==== Selected excerpt

# divide_conquer() internal benchmark
Our goal is to detect possible bottlenecks in divide_conquer().

In [1]:
import sys
import os

project_root = os.path.abspath(os.path.join(os.getcwd(), "..", ".."))
if project_root not in sys.path:
    sys.path.insert(0, project_root)
project_root

'/Users/airdac/Documents/Uni/Second/TFM/TFM_Adria/code'

In [7]:
import numpy as np
import pandas as pd
from concurrent.futures import ProcessPoolExecutor
import time
import pickle

from d_and_c.methods import DRMethod, get_method_function
from d_and_c.utils import plot_3D_to_2D
from d_and_c.private_d_and_c import perform_procrustes, get_partitions_for_divide_conquer

Define divide_conquer and main_divide_conquer but saving timings.

In [5]:
def _main_divide_conquer_benchmark(args: tuple) -> tuple[np.ndarray, pd.DataFrame]:
    """
    Process a single partition in the divide and conquer algorithm.

    Parameters:
        args (tuple) : tuple of the following arguments:
        method (DRMethod): Dimensionality reduction method to use
        x_filtered (np.ndarray): Data points of the current partition.
        x_sample_1 (np.ndarray): Connecting points sampled from the first partition.
        r (int): Target dimensionality.
        original_sample_1 (np.ndarray): Projection of the anchor points from the first partition.
        plot (dict | None): Plotting arguments or None.
        kwargs (Any): Additional method-specific parameters.

    Returns:
        tuple[np.ndarray, pd.DataFrame]: The aligned projection and a DataFrame of internal timings.
        """
    internal_timings_list = []
    start_time_total_internal = time.perf_counter()

    # Renamed plot to plot_args for clarity
    method, x_filtered, x_sample_1, r, original_sample_1, plot_args, kwargs = args

    start_time_get_method = time.perf_counter()
    projection_method = get_method_function(method)
    internal_timings_list.append(
        {'operation': 'get_method_function', 'duration': time.perf_counter() - start_time_get_method})

    # Combine anchor points and partition data
    start_time_vstack = time.perf_counter()
    x_join_sample_1 = np.vstack((x_sample_1, x_filtered))
    internal_timings_list.append(
        {'operation': 'vstack_data', 'duration': time.perf_counter() - start_time_vstack})

    # Apply projection method
    start_time_projection = time.perf_counter()
    projection = projection_method(
        x_join_sample_1, r, principal_components=False, **kwargs)
    internal_timings_list.append(
        {'operation': 'projection_method', 'duration': time.perf_counter() - start_time_projection})

    # Visualize results
    time_plotting_internal = 0
    if plot_args:
        start_time_plotting_internal = time.perf_counter()
        plot_3D_to_2D(x_join_sample_1, projection,
                      str(method), **plot_args)
        time_plotting_internal = time.perf_counter() - start_time_plotting_internal
    internal_timings_list.append(
        {'operation': 'plotting_partition', 'duration': time_plotting_internal})

========

#### Exercise details
Summarize the divide_conquer() benchmark notebook in two sentences.

==== Stored records

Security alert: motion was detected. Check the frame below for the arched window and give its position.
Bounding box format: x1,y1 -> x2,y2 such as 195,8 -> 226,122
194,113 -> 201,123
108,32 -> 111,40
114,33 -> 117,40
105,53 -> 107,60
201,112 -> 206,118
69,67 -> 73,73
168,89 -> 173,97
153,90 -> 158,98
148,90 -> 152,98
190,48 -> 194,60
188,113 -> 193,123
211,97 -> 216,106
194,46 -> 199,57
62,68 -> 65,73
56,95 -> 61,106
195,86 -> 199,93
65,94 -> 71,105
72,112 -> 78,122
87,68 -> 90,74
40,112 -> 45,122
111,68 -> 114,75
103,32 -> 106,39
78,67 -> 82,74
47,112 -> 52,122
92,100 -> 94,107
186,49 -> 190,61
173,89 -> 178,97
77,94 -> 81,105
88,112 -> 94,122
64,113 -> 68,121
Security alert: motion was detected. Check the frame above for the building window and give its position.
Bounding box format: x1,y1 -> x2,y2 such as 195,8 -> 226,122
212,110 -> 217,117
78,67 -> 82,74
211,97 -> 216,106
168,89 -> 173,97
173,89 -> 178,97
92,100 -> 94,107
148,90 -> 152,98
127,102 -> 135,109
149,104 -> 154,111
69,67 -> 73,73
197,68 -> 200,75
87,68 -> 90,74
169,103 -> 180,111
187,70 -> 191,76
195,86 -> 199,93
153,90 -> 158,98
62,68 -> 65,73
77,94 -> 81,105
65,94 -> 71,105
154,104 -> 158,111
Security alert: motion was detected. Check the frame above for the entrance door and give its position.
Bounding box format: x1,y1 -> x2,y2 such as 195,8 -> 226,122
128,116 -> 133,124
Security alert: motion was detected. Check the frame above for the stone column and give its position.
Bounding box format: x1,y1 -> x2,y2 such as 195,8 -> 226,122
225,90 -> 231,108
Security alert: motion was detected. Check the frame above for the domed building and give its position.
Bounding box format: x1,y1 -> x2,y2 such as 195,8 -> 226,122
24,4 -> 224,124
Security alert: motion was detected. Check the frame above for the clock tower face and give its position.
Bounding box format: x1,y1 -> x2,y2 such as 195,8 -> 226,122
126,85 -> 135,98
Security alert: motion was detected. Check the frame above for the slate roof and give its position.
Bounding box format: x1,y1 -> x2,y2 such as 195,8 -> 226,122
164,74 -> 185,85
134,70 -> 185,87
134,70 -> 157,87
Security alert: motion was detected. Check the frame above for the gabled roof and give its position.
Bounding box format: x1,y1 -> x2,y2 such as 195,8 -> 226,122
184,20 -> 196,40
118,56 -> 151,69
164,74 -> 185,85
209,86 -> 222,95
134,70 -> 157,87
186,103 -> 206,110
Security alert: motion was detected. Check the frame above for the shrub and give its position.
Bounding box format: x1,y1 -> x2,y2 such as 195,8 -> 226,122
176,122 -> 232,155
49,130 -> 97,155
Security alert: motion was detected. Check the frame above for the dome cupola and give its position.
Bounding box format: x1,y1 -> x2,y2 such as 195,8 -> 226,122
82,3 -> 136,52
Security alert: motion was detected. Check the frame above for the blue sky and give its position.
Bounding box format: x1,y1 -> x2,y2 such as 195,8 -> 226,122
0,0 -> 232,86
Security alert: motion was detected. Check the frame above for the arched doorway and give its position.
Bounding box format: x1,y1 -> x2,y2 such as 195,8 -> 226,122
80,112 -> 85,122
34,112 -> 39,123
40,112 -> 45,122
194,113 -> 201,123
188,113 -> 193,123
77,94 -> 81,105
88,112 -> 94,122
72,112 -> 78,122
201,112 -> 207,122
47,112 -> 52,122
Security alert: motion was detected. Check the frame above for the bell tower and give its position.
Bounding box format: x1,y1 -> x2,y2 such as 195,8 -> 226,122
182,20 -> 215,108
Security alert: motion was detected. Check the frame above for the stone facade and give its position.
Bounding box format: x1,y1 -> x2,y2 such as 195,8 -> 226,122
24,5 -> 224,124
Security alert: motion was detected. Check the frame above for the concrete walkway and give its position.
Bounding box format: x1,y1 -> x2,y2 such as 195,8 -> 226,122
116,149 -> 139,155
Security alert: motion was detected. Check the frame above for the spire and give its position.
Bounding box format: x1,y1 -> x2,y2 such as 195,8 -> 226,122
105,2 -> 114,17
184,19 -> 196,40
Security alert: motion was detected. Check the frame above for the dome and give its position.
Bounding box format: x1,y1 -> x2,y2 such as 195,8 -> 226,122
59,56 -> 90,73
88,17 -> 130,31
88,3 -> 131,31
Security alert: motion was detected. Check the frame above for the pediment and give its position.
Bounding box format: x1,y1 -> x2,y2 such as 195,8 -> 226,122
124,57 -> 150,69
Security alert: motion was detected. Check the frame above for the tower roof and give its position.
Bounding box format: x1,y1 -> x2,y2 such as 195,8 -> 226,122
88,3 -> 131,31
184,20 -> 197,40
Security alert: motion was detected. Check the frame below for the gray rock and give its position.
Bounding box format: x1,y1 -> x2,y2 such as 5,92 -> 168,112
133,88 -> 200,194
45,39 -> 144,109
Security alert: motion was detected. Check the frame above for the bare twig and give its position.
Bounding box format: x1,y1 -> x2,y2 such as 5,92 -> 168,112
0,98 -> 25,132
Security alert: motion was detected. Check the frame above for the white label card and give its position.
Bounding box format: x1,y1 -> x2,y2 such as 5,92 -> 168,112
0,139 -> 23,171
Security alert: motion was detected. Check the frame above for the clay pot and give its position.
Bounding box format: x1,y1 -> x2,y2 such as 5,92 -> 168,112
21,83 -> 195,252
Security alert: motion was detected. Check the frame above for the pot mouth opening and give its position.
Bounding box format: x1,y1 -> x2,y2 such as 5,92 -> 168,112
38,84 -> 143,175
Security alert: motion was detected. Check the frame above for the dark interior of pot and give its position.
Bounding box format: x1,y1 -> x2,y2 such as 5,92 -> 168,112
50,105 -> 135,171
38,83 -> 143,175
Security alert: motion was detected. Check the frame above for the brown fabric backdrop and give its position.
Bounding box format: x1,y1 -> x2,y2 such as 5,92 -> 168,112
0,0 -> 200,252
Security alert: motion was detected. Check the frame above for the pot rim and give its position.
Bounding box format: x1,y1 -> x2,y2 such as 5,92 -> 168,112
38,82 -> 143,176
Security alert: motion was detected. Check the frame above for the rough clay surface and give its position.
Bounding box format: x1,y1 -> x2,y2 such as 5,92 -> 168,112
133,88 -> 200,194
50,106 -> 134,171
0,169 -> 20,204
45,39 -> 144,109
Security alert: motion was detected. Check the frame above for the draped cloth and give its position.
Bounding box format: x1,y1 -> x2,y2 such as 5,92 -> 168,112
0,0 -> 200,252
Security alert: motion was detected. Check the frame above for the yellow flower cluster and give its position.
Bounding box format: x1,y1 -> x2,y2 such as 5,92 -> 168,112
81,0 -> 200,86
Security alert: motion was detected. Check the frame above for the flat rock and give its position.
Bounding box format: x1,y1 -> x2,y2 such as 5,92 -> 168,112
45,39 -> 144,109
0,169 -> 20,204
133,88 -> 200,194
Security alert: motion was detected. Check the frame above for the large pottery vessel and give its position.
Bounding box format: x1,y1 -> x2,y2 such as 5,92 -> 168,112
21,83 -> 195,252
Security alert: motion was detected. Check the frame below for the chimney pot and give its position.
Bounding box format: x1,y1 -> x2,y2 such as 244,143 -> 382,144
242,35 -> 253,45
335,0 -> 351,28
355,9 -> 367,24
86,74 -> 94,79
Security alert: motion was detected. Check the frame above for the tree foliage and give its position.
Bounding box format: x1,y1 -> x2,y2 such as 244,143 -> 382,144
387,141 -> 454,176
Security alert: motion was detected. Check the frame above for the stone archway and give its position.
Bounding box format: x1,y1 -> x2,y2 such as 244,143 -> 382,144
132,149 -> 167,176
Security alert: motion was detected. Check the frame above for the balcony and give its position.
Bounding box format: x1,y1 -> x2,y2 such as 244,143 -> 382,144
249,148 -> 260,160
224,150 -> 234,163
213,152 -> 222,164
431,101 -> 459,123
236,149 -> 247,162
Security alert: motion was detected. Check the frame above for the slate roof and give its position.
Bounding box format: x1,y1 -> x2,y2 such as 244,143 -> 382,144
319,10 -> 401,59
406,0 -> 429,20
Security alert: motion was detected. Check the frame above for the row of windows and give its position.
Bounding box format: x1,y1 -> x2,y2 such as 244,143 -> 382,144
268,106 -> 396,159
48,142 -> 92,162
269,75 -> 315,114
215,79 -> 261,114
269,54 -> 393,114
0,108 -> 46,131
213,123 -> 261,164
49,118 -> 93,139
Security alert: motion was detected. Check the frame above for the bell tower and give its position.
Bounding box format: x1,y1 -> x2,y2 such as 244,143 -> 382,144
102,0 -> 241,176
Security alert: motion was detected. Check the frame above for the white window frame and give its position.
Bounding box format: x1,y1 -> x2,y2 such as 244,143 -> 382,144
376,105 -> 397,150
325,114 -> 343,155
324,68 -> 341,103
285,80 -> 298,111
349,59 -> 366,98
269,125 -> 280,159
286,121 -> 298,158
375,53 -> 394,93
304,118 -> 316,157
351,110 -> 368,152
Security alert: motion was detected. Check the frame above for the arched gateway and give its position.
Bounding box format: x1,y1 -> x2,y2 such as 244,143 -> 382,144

========

#### Response
The notebook sets out to detect possible bottlenecks in divide_conquer() by redefining divide_conquer and main_divide_conquer so that they save timings. Its function for processing a single partition times getting the method function, stacking the anchor points with the partition data, applying the projection method, and optional plotting, and it is documented to return the aligned projection together with a DataFrame of internal timings.